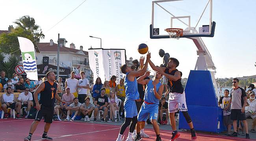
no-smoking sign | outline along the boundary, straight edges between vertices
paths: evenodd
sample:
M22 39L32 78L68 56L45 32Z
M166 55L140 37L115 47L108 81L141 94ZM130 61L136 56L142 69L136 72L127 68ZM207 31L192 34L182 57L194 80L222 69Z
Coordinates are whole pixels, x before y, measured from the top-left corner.
M15 67L15 71L19 74L21 74L24 73L23 66L21 65L17 65Z

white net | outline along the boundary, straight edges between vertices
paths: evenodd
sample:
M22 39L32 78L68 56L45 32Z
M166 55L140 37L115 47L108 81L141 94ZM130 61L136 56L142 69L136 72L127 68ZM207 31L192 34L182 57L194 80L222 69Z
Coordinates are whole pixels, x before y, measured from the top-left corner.
M168 33L170 38L176 39L180 39L180 36L182 36L183 32L183 29L181 29L170 28L165 29L165 31Z

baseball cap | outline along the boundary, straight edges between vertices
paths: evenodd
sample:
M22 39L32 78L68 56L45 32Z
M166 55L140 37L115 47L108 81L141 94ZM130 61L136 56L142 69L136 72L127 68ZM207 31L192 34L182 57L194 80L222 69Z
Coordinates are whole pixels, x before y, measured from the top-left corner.
M249 87L248 87L248 88L250 87L254 87L254 85L252 84L250 84L249 85Z

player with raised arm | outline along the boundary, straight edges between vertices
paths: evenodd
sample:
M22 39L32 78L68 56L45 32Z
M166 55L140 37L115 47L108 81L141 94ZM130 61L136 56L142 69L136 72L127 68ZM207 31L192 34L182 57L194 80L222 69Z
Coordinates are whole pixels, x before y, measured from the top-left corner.
M47 81L40 84L34 93L34 98L37 111L35 121L32 123L30 127L28 136L24 138L24 141L31 140L32 135L43 116L45 118L45 125L41 139L52 140L52 138L47 136L47 132L50 129L51 123L52 122L55 99L63 103L65 103L65 101L61 100L59 95L56 94L57 84L54 82L56 78L54 73L49 71L46 74L46 77ZM40 101L38 101L37 96L39 93L40 100Z
M148 63L154 70L160 72L162 75L167 78L167 87L170 92L168 102L169 117L173 130L171 141L174 141L180 135L176 129L176 121L174 117L177 109L182 111L191 129L191 139L196 139L197 134L191 118L187 112L185 91L181 83L182 73L176 69L179 65L179 61L176 58L169 58L167 68L156 67L150 60L148 60Z
M156 72L155 74L154 80L144 80L143 79L150 74L150 72L147 71L145 74L137 79L138 83L141 84L147 84L144 96L144 102L141 108L138 115L138 123L137 126L137 135L134 141L141 141L142 139L140 135L141 124L147 122L148 116L149 114L150 119L153 125L153 127L156 134L156 141L161 141L159 126L157 124L158 114L158 105L159 100L162 97L163 86L159 82L162 75L161 73Z
M150 53L148 53L145 65L140 70L132 71L127 65L124 64L121 67L122 72L125 74L124 87L125 88L125 100L124 103L124 123L122 125L118 137L116 141L122 141L122 136L125 129L129 125L130 130L126 141L132 141L132 133L137 123L137 116L138 115L135 101L140 101L139 95L138 92L138 85L136 76L141 76L147 71L148 62L150 58ZM140 61L144 61L145 58L141 57Z

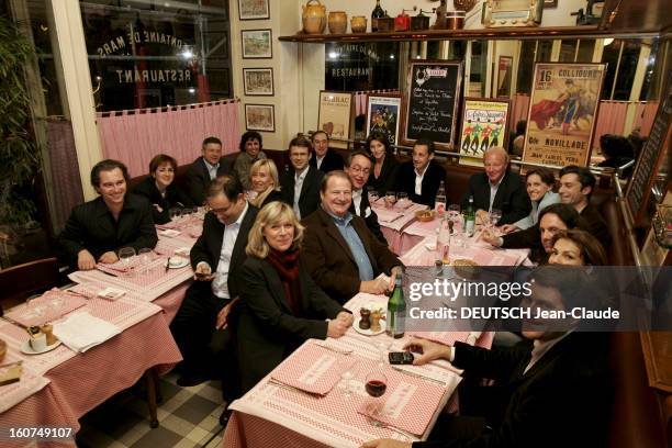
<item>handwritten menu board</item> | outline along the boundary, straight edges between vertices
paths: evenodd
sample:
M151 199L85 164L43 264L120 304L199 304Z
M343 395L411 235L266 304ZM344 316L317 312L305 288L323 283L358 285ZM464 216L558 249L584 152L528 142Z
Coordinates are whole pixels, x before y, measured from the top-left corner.
M649 138L641 148L632 178L626 191L627 203L635 219L635 223L641 221L647 209L653 177L663 160L663 147L670 142L670 117L672 116L672 74L668 78L665 96L656 113L656 121L649 133Z
M437 148L452 149L462 64L417 60L408 68L404 96L403 143L432 139Z

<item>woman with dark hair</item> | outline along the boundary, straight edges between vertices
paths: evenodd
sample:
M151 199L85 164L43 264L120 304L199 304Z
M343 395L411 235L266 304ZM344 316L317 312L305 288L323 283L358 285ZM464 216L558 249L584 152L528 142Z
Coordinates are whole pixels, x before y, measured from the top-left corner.
M261 150L262 146L261 134L256 131L247 131L240 137L240 144L238 146L240 154L236 157L234 172L246 191L251 190L249 168L255 161L267 158L266 153Z
M552 240L549 265L605 266L606 253L597 238L580 229L560 231Z
M527 171L525 176L525 183L527 184L527 194L533 204L533 210L529 215L513 223L504 224L502 232L511 233L515 231L524 231L537 224L539 221L539 212L546 209L550 204L557 204L560 202L560 195L553 192L556 186L556 178L553 171L548 168L534 168Z
M366 148L373 156L373 170L367 187L373 187L378 194L385 194L394 188L400 166L390 148L390 141L382 133L371 133Z
M236 326L243 391L306 339L340 337L352 325L352 314L300 261L303 231L292 208L275 201L259 211L249 232Z
M152 204L155 224L170 221L168 210L173 206L191 206L191 200L175 184L177 160L159 154L149 161L149 177L139 182L133 192L147 198Z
........
• _Your objective_
Please rewrite the lines starting at the one that contains "white net |" and ending at the one that contains "M249 87L248 87L248", both included, as a JSON list of strings, one string per line and blank lines left out.

• _Complete output_
[
  "white net | outline along the boundary, straight edges between vertices",
  "paths: evenodd",
  "sample:",
  "M22 39L32 78L68 56L45 32Z",
  "M166 55L140 37L115 47L108 81L141 94ZM130 61L136 56L142 69L136 72L127 68ZM207 31L192 34L182 57L194 80L222 69Z",
  "Coordinates are whole pixels, x before y, measured from the top-left corner.",
  "M168 33L170 38L176 39L180 39L180 36L182 36L183 32L183 29L181 29L170 28L165 29L165 31Z",
  "baseball cap | outline along the boundary, straight edges between vertices",
  "paths: evenodd",
  "sample:",
  "M22 39L32 78L68 56L45 32Z",
  "M166 55L140 37L115 47L108 81L141 94ZM130 61L136 56L142 69L136 72L127 68ZM207 31L192 34L182 57L194 80L222 69Z",
  "Coordinates are whole pixels, x before y, measured from the top-left corner.",
  "M249 87L248 87L248 88L250 87L254 87L254 85L252 84L250 84L249 85Z"
]